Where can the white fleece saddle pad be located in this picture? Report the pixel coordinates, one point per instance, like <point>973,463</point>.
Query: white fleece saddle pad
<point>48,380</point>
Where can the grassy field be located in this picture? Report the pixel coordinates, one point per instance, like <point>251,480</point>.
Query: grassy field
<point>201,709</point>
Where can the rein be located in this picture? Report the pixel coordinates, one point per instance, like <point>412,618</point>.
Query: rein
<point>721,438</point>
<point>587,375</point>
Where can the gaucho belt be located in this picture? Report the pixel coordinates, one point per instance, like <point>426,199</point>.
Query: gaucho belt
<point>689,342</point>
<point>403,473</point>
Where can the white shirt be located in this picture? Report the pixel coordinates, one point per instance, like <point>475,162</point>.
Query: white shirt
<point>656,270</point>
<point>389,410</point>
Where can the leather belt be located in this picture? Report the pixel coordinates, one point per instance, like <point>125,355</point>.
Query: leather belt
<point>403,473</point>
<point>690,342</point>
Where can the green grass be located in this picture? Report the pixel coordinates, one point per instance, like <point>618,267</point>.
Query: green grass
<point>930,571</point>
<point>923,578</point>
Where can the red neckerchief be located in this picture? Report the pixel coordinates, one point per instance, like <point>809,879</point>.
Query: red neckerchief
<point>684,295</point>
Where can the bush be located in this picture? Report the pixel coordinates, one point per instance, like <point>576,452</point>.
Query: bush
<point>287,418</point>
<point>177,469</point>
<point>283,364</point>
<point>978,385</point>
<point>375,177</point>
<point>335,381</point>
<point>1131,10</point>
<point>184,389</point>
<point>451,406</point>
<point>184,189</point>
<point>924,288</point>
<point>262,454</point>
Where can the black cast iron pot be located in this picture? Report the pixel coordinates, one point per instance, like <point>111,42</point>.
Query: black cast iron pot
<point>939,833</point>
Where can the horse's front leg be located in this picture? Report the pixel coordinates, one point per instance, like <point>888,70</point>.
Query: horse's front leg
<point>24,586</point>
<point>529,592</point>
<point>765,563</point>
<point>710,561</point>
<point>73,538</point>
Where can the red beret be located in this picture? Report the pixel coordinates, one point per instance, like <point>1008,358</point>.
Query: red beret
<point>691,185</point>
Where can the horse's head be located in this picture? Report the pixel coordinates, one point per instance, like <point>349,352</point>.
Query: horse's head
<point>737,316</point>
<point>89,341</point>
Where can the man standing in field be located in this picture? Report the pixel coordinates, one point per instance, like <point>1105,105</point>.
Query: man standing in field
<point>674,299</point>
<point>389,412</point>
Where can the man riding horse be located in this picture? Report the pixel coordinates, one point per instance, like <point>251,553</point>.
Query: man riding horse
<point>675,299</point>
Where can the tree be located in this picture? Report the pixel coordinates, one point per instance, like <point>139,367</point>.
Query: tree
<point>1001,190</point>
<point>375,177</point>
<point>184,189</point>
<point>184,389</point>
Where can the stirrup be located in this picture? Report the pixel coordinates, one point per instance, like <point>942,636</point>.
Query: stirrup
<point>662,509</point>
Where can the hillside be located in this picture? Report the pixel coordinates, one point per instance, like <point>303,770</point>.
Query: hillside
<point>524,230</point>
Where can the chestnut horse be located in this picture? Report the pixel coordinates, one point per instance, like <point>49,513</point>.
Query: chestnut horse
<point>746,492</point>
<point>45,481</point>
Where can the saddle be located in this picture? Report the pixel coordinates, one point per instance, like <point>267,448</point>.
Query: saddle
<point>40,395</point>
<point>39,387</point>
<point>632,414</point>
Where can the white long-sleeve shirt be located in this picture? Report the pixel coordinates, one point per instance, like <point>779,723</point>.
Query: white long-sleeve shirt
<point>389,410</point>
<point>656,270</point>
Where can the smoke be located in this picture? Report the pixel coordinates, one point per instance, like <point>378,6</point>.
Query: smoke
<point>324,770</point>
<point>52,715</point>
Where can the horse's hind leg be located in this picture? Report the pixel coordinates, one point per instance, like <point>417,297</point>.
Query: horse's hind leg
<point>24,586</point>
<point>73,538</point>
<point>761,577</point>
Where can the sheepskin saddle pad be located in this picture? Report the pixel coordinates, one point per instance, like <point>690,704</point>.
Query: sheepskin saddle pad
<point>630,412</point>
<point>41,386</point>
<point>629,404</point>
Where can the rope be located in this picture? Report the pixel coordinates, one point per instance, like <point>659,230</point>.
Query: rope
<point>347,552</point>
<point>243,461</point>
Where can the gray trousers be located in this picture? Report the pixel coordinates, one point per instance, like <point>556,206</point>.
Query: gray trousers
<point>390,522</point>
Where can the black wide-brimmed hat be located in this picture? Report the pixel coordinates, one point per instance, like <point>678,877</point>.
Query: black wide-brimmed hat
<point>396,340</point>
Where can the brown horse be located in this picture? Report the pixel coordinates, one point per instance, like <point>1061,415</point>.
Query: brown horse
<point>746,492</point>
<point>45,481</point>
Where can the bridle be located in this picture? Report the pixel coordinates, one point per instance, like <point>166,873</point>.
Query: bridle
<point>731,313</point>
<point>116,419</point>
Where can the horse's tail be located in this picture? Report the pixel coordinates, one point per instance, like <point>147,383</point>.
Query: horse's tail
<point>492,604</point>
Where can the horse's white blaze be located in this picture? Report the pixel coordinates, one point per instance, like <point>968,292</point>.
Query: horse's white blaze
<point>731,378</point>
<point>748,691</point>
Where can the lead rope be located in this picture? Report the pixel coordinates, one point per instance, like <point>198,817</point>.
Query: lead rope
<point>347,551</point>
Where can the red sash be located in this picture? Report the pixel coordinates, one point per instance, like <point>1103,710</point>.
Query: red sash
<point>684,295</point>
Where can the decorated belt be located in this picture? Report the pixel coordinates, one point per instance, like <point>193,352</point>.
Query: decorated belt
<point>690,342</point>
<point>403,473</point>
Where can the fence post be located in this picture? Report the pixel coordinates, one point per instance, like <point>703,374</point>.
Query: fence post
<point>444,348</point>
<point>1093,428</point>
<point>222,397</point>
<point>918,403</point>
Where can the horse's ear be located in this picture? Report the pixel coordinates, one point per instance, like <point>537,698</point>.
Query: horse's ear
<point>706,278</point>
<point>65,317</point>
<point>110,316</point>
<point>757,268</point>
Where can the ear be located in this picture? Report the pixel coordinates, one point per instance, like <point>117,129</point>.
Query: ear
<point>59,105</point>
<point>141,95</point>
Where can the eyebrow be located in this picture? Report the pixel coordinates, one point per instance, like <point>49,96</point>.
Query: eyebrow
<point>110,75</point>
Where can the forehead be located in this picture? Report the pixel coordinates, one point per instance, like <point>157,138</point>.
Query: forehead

********************

→ Assignment: Go through the data above and transcribe every entry exactly.

→ Answer section:
Where can the white fleece saddle pad be located in this picture? Report the pixel coordinates, one point per instance, like <point>973,463</point>.
Query: white fleece saddle pad
<point>48,380</point>
Where can the grassy field be located in this picture? Report the pixel coordinates, one point per instance, like <point>251,480</point>.
Query: grassy field
<point>201,709</point>
Where can the rein be located in this picture? Report the pixel coordinates, one point per instance, like <point>412,618</point>.
Query: rein
<point>721,438</point>
<point>587,375</point>
Where can the gaucho belt be located in this picture? Report the pixel coordinates, one point per instance, like <point>426,199</point>.
Query: gaucho belt
<point>689,342</point>
<point>403,473</point>
Where can the white shirt be located in this picture? Report the pixel coordinates, one point per instance, like <point>475,162</point>.
Query: white shirt
<point>656,270</point>
<point>389,410</point>
Where can the leather belt be located in this picture? Report the pixel coordinates, one point per instance, like <point>125,355</point>.
Query: leather belt
<point>403,473</point>
<point>690,342</point>
Where can the green grass be located in this picture? Report the pixel coordinates, one point per instance, like <point>618,267</point>.
Query: green grass
<point>930,571</point>
<point>923,578</point>
Where can the red neckerchief be located in this picture? Report the pixel coordinates, one point per instance, like <point>809,879</point>.
Query: red neckerchief
<point>684,295</point>
Where can the bush be located in this picture? Report the pixel coordinates, one point per instance, like <point>576,452</point>.
Query: bush
<point>287,418</point>
<point>177,469</point>
<point>283,364</point>
<point>978,385</point>
<point>375,177</point>
<point>335,381</point>
<point>1131,10</point>
<point>184,389</point>
<point>451,406</point>
<point>184,189</point>
<point>924,288</point>
<point>262,454</point>
Where can the black cast iron pot be located in this picture? Report the pixel coordinates, one point per instance, like <point>111,42</point>.
Query: black cast iron pot
<point>939,833</point>
Where can the horse's front leg be located in this picture? Report the pixel coordinates, one point per instance, like <point>888,70</point>.
Query: horse's front leg
<point>24,586</point>
<point>529,592</point>
<point>765,563</point>
<point>710,561</point>
<point>73,538</point>
Where can the red beret be located in this picture? Report the pixel coordinates, one point per instance, like <point>1008,358</point>.
Query: red beret
<point>691,185</point>
Where can the horse's head be located in this picture? Report the pixel coordinates, one point per instance, like <point>349,352</point>.
Query: horse's head
<point>737,316</point>
<point>89,341</point>
Where can the man standing in field be located in this picture? Report the pixel coordinates, one point per instance, like <point>1105,105</point>.
Query: man standing in field
<point>674,299</point>
<point>389,412</point>
Where can the man riding horse be located in this picture? Report the pixel coordinates, one point per instance, like <point>251,553</point>.
Query: man riding horse
<point>675,299</point>
Where can the tree be located in this picture? Report the pixel coordinates, one point per instance, like <point>139,367</point>.
Query: tree
<point>1001,190</point>
<point>375,177</point>
<point>184,189</point>
<point>184,389</point>
Where can the stirrup be located in this picture? Report the pixel coordinates, one point per instance, like <point>942,636</point>.
Query: stirrup
<point>662,509</point>
Where can the hillside be located in this picture? Report the pixel coordinates, one point per instance, like <point>303,770</point>.
Query: hillside
<point>524,230</point>
Where can the chestnut horse be located in this picture? Report the pixel coordinates, one point per instance, like <point>49,513</point>.
Query: chestnut horse
<point>746,492</point>
<point>45,481</point>
Where can the saddle be located in this picture? Report the pixel coordinates, one point per instance, like <point>267,448</point>.
Query: saddle
<point>40,395</point>
<point>39,387</point>
<point>632,414</point>
Where can the white long-sleeve shirt be located in this picture? Report the pixel coordinates, one point per instance, like <point>779,723</point>.
Query: white long-sleeve shirt
<point>389,410</point>
<point>656,270</point>
Where can the smoke be located in this picture? Report the pixel coordinates, one point per instance, like <point>378,6</point>.
Query: smoke
<point>324,770</point>
<point>52,715</point>
Where can the horse's hind leg be located in this picture? Report the pixel coordinates, one point per instance, like <point>417,297</point>.
Query: horse's hind leg
<point>24,586</point>
<point>73,538</point>
<point>761,577</point>
Where can the sheepskin saddle pad be located in this picture? Report the pixel coordinates, one point per instance, like <point>690,704</point>.
Query: sheepskin saddle pad
<point>630,412</point>
<point>41,386</point>
<point>629,404</point>
Where can the rope be located in this picture? Report the pixel coordinates, one point per instance, like <point>659,230</point>.
Query: rope
<point>347,552</point>
<point>243,461</point>
Where can the gray trousers be located in this picture? Report the pixel coordinates, one point per instance, like <point>556,206</point>.
Query: gray trousers
<point>390,522</point>
Where can the black wide-brimmed hat be located in this picture? Report the pixel coordinates, one point per instance, like <point>678,877</point>.
Query: black wide-brimmed hat
<point>396,340</point>
Where can the brown horse be located in this picture? Report the pixel coordinates, one point per instance, like <point>1061,415</point>.
Query: brown horse
<point>746,492</point>
<point>45,481</point>
Where can the bridle be located in this picture? Report the pixel coordinates, one point per instance, like <point>166,873</point>.
Query: bridle
<point>731,313</point>
<point>116,419</point>
Where can the horse's tail be located in this picture? Report the pixel coordinates, one point per instance, like <point>147,383</point>.
Query: horse's tail
<point>492,604</point>
Where can the horse's white blaze be located in this picture? Report the pixel coordinates, one point per instance, like <point>968,292</point>.
Query: horse's white blaze
<point>731,378</point>
<point>748,691</point>
Where can the lead rope be located in this picture? Report the pixel coordinates, one point per instance, like <point>198,817</point>.
Query: lead rope
<point>347,551</point>
Where can the red sash be located in this picture? Report the pixel coordinates, one point per instance, like <point>1103,710</point>.
Query: red sash
<point>684,295</point>
Where can the decorated belt be located in this picture? Report the pixel coordinates, one point per instance, like <point>193,352</point>.
Query: decorated belt
<point>690,342</point>
<point>403,473</point>
Where can the fence post be located in this picture? Report the pixel coordinates, one point per instance, like <point>703,374</point>.
Query: fence post
<point>444,348</point>
<point>1093,428</point>
<point>222,397</point>
<point>918,403</point>
Where can the horse's ear be located in this picture? Report the pixel coordinates, one point per instance, like <point>537,698</point>.
Query: horse's ear
<point>706,278</point>
<point>65,317</point>
<point>110,316</point>
<point>757,268</point>
Where can the ear be located in this picture? Report the pixel coordinates, one point per instance, like <point>117,129</point>.
Query: ear
<point>59,105</point>
<point>141,95</point>
Where can the eyebrow be located in this picture? Report the pixel coordinates, one point per instance, like <point>49,96</point>.
Query: eyebrow
<point>110,75</point>
Where can the forehead be located in this picture? Report the pixel coordinates, one point per instance, like <point>157,138</point>.
Query: forehead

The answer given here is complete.